#### WHAT THE EXERCISE ASKS
Make an exact copy of the records below, leaving every image out.
• • • •
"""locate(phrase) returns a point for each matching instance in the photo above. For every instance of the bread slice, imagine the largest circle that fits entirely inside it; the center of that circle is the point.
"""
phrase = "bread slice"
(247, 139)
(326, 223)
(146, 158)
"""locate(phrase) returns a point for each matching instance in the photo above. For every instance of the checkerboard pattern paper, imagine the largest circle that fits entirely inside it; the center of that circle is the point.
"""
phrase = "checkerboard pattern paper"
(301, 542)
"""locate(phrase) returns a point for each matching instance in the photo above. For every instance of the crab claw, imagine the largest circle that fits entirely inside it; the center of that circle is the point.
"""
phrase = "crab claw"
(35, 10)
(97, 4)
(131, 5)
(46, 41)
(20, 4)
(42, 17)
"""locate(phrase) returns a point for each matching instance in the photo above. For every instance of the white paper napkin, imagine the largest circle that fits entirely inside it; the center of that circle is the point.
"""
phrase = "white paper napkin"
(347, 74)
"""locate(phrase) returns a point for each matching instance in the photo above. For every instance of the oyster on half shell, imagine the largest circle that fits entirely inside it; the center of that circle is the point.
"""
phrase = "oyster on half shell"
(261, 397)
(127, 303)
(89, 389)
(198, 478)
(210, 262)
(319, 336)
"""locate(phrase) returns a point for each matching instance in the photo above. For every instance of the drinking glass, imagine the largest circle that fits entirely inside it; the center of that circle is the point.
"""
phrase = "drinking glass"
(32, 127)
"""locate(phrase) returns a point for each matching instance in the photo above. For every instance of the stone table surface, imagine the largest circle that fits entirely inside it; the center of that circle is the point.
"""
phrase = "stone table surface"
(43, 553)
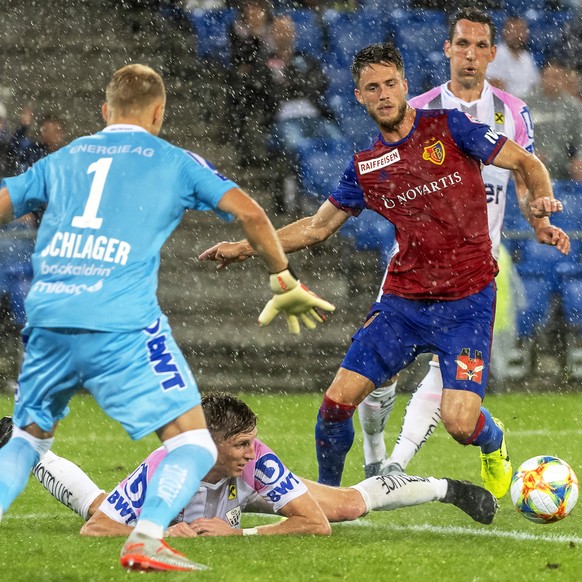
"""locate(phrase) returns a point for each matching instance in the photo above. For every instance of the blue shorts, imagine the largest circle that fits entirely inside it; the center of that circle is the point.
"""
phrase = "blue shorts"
(139, 378)
(459, 332)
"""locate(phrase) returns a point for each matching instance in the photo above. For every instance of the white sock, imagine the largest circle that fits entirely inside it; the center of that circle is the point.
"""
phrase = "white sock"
(67, 483)
(374, 412)
(387, 492)
(421, 417)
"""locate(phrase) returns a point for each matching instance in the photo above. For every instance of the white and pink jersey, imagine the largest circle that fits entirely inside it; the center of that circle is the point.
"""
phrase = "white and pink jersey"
(265, 481)
(505, 114)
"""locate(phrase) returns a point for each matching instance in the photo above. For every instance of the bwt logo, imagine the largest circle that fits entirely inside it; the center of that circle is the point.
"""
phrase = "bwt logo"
(282, 488)
(136, 485)
(122, 507)
(161, 360)
(269, 469)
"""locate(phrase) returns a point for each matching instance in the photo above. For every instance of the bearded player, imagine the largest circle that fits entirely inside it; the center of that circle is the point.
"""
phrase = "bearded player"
(470, 48)
(422, 173)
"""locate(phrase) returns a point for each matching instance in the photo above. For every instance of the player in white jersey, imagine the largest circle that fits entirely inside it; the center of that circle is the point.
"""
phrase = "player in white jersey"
(93, 320)
(248, 476)
(469, 48)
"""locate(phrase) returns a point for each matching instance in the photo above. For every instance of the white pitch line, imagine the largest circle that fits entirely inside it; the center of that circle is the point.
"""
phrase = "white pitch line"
(443, 530)
(532, 432)
(514, 433)
(456, 530)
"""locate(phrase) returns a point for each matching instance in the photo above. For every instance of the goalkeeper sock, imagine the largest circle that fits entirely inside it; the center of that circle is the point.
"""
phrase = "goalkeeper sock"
• • • •
#### ANSWER BOX
"""locate(phrase) returns a point for each matching instance in the photo above. For every instance of the bread slice, imagine the largest circle that fits entirely inside it; the center of that circle is the point.
"""
phrase = "bread slice"
(247, 139)
(326, 223)
(146, 158)
"""locate(phrase) returns a point for each matching instance in the photo above. For every instance of the checkerboard pattern paper, imagine the largest circle that fits entirely inside it; the center of that circle is the point.
"""
phrase = "checkerboard pattern paper"
(301, 542)
"""locate(phrase) returns a point for each matching instance in the photo above. For every instance of the crab claw, imagine the largest circle that fits entirely inside it; the center of that circle is the point.
"""
phrase = "crab claw"
(35, 10)
(97, 4)
(131, 5)
(46, 41)
(20, 4)
(42, 17)
"""locate(phrase) returns a point for each matching instance in the photo above. For every instance of the white paper napkin, imagine the largest circle that fits entirely inside it; the center of that circle is the point.
"""
phrase = "white paper napkin"
(347, 74)
"""locate(phrase) returns a point for each matching instance in the photo above. For every instance of the oyster on half shell, imagine the largest circle that fits entirely inside it; the center of that circle is the point.
"""
phrase = "oyster on half shell"
(261, 397)
(127, 303)
(89, 389)
(198, 478)
(210, 262)
(319, 336)
"""locate(phrase) returns a point for each matching instance in the photo above. For every instance of the drinking glass, imagine the largest circle that fits entirely inside it; the center of that circle is the point.
"""
phrase = "drinking glass"
(32, 127)
"""locate(phrase) returns a point for each matching instance in the photo above. For every instance of the stone table surface, imagine the largest circle that fits entirely inside it; the center of that circle is the point.
"""
phrase = "stone table surface"
(43, 553)
"""locate(phrase) returns a point for each matching instance in the photo above. For every instance of the blue shorts, imagine the largest circle that fits entirely inside it; the center of that circle is the point.
"""
phrase = "blue shorts"
(139, 378)
(459, 332)
"""locate(phrase) returns a point for each matching instance in the photo above. For every instance of the white sock, imagine the largest circle that fits entirely inside it; the center of that circle is the point.
"""
phrase = "white sock"
(67, 483)
(374, 412)
(387, 492)
(421, 417)
"""locate(phrase) returns a point for each matching instance in the photo above. For every instance of the white and pink jersey, imagine the largest circle that fits entirely inside it; the center of that circle is the point.
"""
phrase = "white and pink jersey"
(265, 481)
(505, 114)
"""locate(phrase) returns a point for each matching instance in the photo above. For every instance of the bwt logo, imagine the largest circle that fits entirely inside it; the center of that circle is the point.
"""
phrase = "bwt logo"
(282, 488)
(136, 485)
(122, 507)
(161, 360)
(269, 469)
"""locate(phrase) returns a point for each matching instance in the photo above. For every instance of the bearded player, imagine the largest circle that fits entirely inside it; the center of that circle is the point.
"""
phrase = "bearded player"
(470, 48)
(422, 173)
"""locate(phrase) returns a point for each matching instance in the photo above. For every instance of the player in white jersey, imagine the largest circle that fits entirely inside it; the center of that circle is the point.
"""
phrase = "player in white jersey"
(93, 320)
(248, 476)
(469, 48)
"""locate(phrase) returns a point for each matching instance in the photo above. For every instance of the white pitch line, imagine the largest circle that fits entirely inside it; the center of that circle is the point.
"""
phrase = "white pitch line"
(443, 530)
(532, 432)
(514, 433)
(456, 530)
"""locate(phrase) returns a point for each matching instance in the photo above. For every instance of the goalkeeper sock, imagine the largest circle that fits entirely inside it; the center of that circle is the point.
"""
phrase = "goalkeeper sock"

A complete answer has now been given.